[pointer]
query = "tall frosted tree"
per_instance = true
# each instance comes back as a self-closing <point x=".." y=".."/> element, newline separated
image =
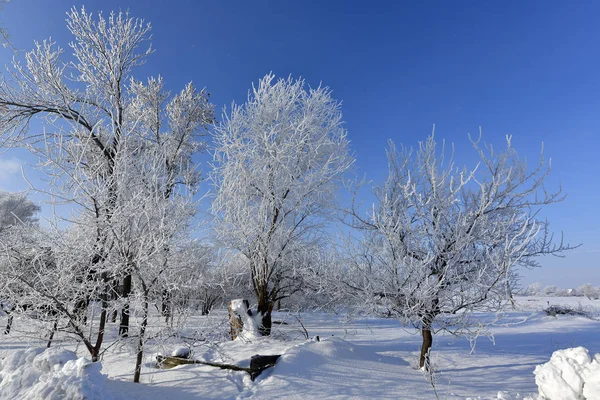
<point x="442" y="242"/>
<point x="106" y="134"/>
<point x="278" y="161"/>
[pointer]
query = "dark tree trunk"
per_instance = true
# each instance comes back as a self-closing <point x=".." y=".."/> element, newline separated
<point x="235" y="321"/>
<point x="140" y="349"/>
<point x="426" y="347"/>
<point x="8" y="324"/>
<point x="124" y="326"/>
<point x="80" y="309"/>
<point x="114" y="315"/>
<point x="165" y="306"/>
<point x="54" y="328"/>
<point x="265" y="308"/>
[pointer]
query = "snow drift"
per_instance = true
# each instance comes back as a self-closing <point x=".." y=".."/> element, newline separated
<point x="571" y="374"/>
<point x="50" y="374"/>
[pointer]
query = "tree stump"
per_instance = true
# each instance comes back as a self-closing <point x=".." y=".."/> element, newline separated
<point x="235" y="320"/>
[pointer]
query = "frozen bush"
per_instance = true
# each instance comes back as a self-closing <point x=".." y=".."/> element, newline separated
<point x="571" y="374"/>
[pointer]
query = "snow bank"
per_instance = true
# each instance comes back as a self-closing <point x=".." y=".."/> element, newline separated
<point x="50" y="374"/>
<point x="571" y="374"/>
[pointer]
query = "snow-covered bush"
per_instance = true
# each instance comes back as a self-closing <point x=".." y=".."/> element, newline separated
<point x="589" y="291"/>
<point x="51" y="374"/>
<point x="571" y="374"/>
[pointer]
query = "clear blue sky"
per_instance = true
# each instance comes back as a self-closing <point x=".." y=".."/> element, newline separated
<point x="526" y="68"/>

-*-*-

__Exercise task__: Which lines of the records contain the word "query"? Show every such line in full, matching case exactly.

__Result__:
query = "tall frosted tree"
query = "dark tree trunk"
query = "snow drift"
query = "tree stump"
query = "frozen bush"
query = "snow bank"
query = "snow-covered bush"
query = "clear blue sky"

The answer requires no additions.